• _WORK TASK 1_:
In the article on Prime Central London prices, reproduce word for word the passage that begins with the words "It did something" and ends with "no longer enough.".

• _QUOTED PASSAGE_:
*** Begin section ***
EGRE
01London MarketEGRE Intelligence · 9 min read

Q1 2026: Where Prime Central London Prices Actually Moved

Prime Central London did not collapse in Q1 2026.

It did something more important.

It exposed where liquidity still exists — and where it does not.

For years, the Prime Central London market was able to rely on a simple assumption: the postcode carried the value. Mayfair, Belgravia, Knightsbridge, Chelsea, Kensington, Marylebone and Westminster were treated as inherently defensive markets.

That assumption is no longer enough.

In Q1 2026, pricing continued to separate by asset quality, buyer depth, service charge exposure, lease structure, tax sensitivity and seller motivation. Some stock is now clearing at materially lower levels. Some is simply stale. A smaller group — scarce, best-in-class, turnkey or genuinely owner-occupier-led assets — continues to attract capital where the price is rational.

The question for buyers is no longer whether "London is back".

Where has the market already repriced enough to compensate for the risk?

1. The headline average hides the real movement

At national level, the UK residential market looked broadly flat in March 2026. The UK House Price Index recorded an average UK house price of £268,132, down 0.4% month-on-month and broadly unchanged year-on-year. London, however, was weaker: ONS data showed the average London house price at £542,000, down from £554,000 a year earlier.

That tells part of the story, but not the Prime Central London story.
*** End section ***
• _WORK TASK 2_:
In the rows below, quote verbatim the lines from the one containing "rough mask: <svg" through the one containing "positive clicks: (85, 451)", including both.

• _Records from a collection_:
*** Begin section ***
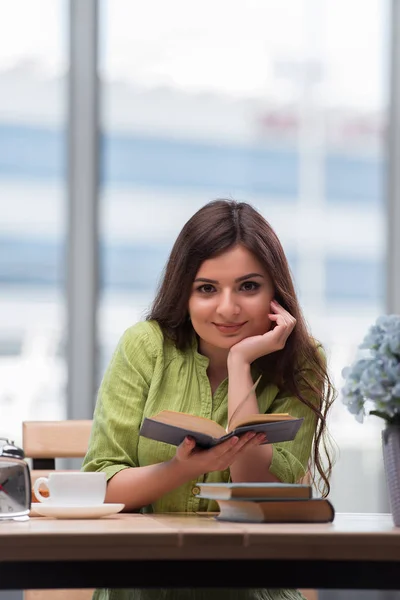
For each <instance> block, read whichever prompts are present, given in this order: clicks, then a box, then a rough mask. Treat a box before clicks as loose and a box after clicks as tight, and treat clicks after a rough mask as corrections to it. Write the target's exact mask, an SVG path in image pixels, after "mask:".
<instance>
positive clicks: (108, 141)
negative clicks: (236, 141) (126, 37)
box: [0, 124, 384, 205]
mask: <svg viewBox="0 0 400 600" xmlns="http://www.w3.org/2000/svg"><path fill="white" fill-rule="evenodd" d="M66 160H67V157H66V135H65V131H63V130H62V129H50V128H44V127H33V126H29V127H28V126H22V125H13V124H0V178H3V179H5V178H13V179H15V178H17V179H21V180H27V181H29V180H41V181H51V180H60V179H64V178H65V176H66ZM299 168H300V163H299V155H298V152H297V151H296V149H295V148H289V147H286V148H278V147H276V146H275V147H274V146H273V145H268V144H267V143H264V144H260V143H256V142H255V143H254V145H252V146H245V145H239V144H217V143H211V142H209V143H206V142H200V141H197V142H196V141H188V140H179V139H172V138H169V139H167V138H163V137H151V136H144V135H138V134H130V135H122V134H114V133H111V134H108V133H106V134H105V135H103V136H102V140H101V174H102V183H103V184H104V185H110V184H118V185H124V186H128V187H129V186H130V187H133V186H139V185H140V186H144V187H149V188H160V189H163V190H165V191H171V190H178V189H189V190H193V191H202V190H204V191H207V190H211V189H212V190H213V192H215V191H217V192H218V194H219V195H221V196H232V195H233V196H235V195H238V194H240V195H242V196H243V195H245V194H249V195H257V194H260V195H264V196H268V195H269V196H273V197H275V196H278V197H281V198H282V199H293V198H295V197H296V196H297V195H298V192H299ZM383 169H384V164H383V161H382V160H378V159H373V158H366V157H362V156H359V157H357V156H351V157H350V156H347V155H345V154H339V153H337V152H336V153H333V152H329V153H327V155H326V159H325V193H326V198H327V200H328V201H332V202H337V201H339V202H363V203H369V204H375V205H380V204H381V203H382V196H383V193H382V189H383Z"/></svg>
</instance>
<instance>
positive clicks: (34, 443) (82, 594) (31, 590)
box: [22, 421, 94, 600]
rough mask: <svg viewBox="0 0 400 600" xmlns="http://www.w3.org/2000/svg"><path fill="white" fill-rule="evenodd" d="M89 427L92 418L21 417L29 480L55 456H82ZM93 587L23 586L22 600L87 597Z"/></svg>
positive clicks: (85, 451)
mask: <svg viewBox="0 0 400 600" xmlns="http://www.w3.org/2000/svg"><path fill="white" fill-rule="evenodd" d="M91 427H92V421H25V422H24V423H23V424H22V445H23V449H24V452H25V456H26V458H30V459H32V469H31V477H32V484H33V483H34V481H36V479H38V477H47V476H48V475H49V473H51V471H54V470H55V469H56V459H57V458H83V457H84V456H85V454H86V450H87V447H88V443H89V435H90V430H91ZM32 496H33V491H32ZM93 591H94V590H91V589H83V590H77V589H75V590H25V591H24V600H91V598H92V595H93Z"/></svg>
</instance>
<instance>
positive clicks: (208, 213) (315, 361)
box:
*** End section ***
• _TASK RESPONSE 1_:
It did something more important.

It exposed where liquidity still exists — and where it does not.

For years, the Prime Central London market was able to rely on a simple assumption: the postcode carried the value. Mayfair, Belgravia, Knightsbridge, Chelsea, Kensington, Marylebone and Westminster were treated as inherently defensive markets.

That assumption is no longer enough.

• _TASK RESPONSE 2_:
rough mask: <svg viewBox="0 0 400 600" xmlns="http://www.w3.org/2000/svg"><path fill="white" fill-rule="evenodd" d="M89 427L92 418L21 417L29 480L55 456H82ZM93 587L23 586L22 600L87 597Z"/></svg>
positive clicks: (85, 451)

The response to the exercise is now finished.